---------- ИСХОДНЫЙ ТЕКСТ ----------

Распрощались с друзьями-коллегами, я вышел за ворота, на Страстной бульвар, перешел на тротуар под здание бывшей газеты «Утро России», повернул в сторону Петровских ворот и наконец-то воткнул в уши наушники от мобильника, настроенного на «Радио ФМ»: бои вокруг Дебальцево и Донецка; очередной гуманитарный конвой; наши опровергают сообщение западных СМИ о танковой колонне из России по направлению к Мариуполю.

Вокруг меня застывший праздник — слева подсвеченные фасады старомосковских домов. Справа за оградкой бульвара в черной ночи горит зимний лес, нарисованный разноцветным электричеством. Заснеженные ели и спустившиеся на землю луна и звезды.

Из наушников: падение цен на нефть замедляется, но рубль подешевел еще на 66 копеек; продолжаются переговоры о составе украинской делегации на Минских переговорах.

Мокрый асфальт отсвечивает фарами редких машин.

Красный глаз светофора на переходе у Петровских ворот. Циферки: 89…88…87… Ничего. Торопиться некуда. За светофором двухэтажный старинный особнячок. Под крышей светят сиреневые буквы: «Скотланд-Ярд». Типа английский паб. И еще раз, ниже: «Скотланд Ярд», но уже — желтым на темно-синем с использованием шрифтов староанглийской «Таймс». Игра для взрослых — небо над этим вот «Скотланд-Ярдом» слева закрывает тяжелый комод «Петровки 38», настоящей.

---------- ПРЕДОСТАВЛЕННЫЕ ДАННЫЕ ----------

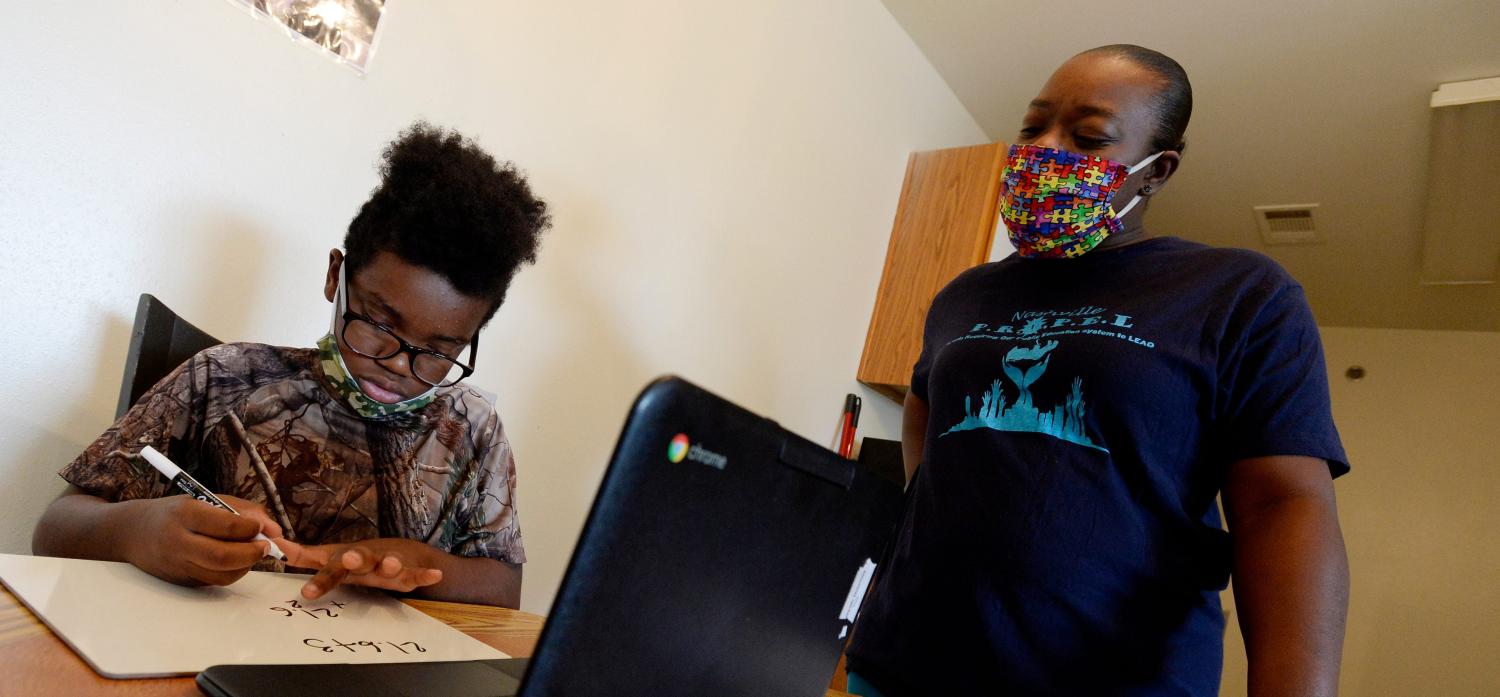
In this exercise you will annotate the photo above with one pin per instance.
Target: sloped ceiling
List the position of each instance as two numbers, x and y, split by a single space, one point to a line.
1295 102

----------

## ЧТО НУЖНО СДЕЛАТЬ
1. Приведите ещё раз дословно всё из текста о ночной прогулке по бульвару, от слов «Из наушников: падение» и ниже до слов «фарами редких машин.».
2. Пожалуйста, продолжите текст о ночной прогулке по бульвару с того места, где он заканчивается.

## ОТВЕТЫ К УПРАЖНЕНИЮ
1.
Из наушников: падение цен на нефть замедляется, но рубль подешевел еще на 66 копеек; продолжаются переговоры о составе украинской делегации на Минских переговорах.

Мокрый асфальт отсвечивает фарами редких машин.

2.
Повернутое к водителям, едущим от Садового кольца, окошко светофора на той стороне улицы обливает зеленым светом торчащий рядом серый столб. Потом свет этот становится малиново-красным, а зеленый мужичок из мультфильма под козырьком светофора начинает перебирать ногами, так же как и я, переходящий улицу и приближающийся к желтому свечению окон паба. За стеклом, внутри красные кирпичные стены и пустые столешницы. Холодный блеск металлических кранов, из которых должно было бы литься в кружки пиво. Но не льется ничегошеньки. В пабе никого. Кроме официанта, ломаная фигура которого разложена на высоком стуле и по краю барной стойки. Голова повернута к экрану телевизора под потолком.

И на улице из ночных людей — только я.

Нет, еще тетка какая-то стояла с той стороны Петровки в ожидании зеленого света. Но и только.

А ведь не такая уж и глубокая ночь.

Влажный блеск пустого асфальта. Нарисованный светом зимний лес, предназначенный для новогоднего шествия праздничных толп. И мне вдруг вспоминаются огромные портреты членов Политбюро, которые вывешивались на домах накануне «майских» и «ноябрьских» праздников во времена моей молодости, и те метафизические пустоты, что отделяли эти портреты от живой жизни, текущей под ними.

Ну, а вот эти декорации — они для какого праздника?

В метро (сейчас проехали «Волжскую»), 23.41. 29.01.2015

 

«Прощание с Матёрой»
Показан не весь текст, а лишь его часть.